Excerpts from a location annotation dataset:
"""
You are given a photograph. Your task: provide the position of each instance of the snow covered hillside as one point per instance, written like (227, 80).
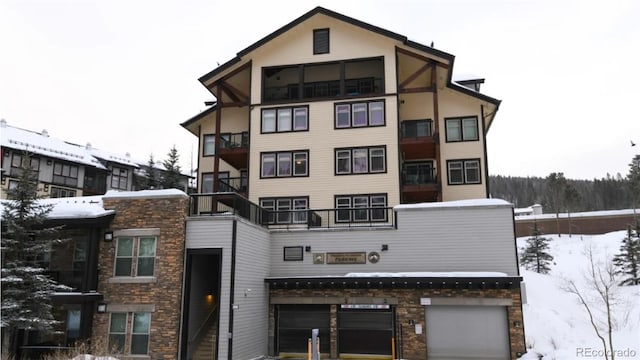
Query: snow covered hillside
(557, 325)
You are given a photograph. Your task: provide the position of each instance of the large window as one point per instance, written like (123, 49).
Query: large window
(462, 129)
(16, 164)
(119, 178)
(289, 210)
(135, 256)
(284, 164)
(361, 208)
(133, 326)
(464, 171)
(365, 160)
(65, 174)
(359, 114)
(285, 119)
"""
"""
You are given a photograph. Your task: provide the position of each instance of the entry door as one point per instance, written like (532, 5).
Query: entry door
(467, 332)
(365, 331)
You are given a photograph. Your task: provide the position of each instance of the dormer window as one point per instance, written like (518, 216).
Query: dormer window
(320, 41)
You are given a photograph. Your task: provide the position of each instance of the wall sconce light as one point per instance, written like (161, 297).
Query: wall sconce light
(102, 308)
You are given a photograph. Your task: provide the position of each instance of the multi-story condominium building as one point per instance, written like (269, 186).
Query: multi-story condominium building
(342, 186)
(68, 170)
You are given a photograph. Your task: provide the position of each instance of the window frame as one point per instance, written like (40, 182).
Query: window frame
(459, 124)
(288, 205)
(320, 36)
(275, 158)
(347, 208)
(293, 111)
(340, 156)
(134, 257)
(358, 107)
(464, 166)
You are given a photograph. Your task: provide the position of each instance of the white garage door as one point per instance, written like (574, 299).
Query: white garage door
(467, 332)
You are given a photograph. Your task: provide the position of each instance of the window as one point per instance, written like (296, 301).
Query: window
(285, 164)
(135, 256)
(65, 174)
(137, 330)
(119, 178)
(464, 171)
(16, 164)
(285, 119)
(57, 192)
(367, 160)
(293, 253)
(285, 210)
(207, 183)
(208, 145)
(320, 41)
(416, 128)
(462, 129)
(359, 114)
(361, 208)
"""
"""
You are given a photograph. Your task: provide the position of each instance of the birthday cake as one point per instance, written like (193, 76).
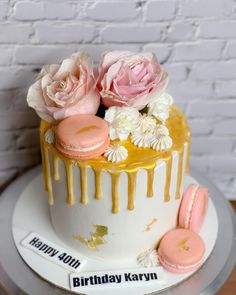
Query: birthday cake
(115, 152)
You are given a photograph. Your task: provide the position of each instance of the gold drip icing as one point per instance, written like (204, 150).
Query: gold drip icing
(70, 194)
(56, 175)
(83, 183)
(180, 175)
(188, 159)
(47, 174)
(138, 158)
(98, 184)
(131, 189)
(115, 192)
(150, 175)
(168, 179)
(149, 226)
"""
[DESCRIPTION OF THE TASK] Filter the listing above down to the lines that contain the string "light", and copy each of those lines. Case matters.

[PROBLEM SOLUTION]
You are given a photograph. Your task: provide the position of each instance of the wall sconce light as one point per instance, written like (161, 297).
Query: wall sconce light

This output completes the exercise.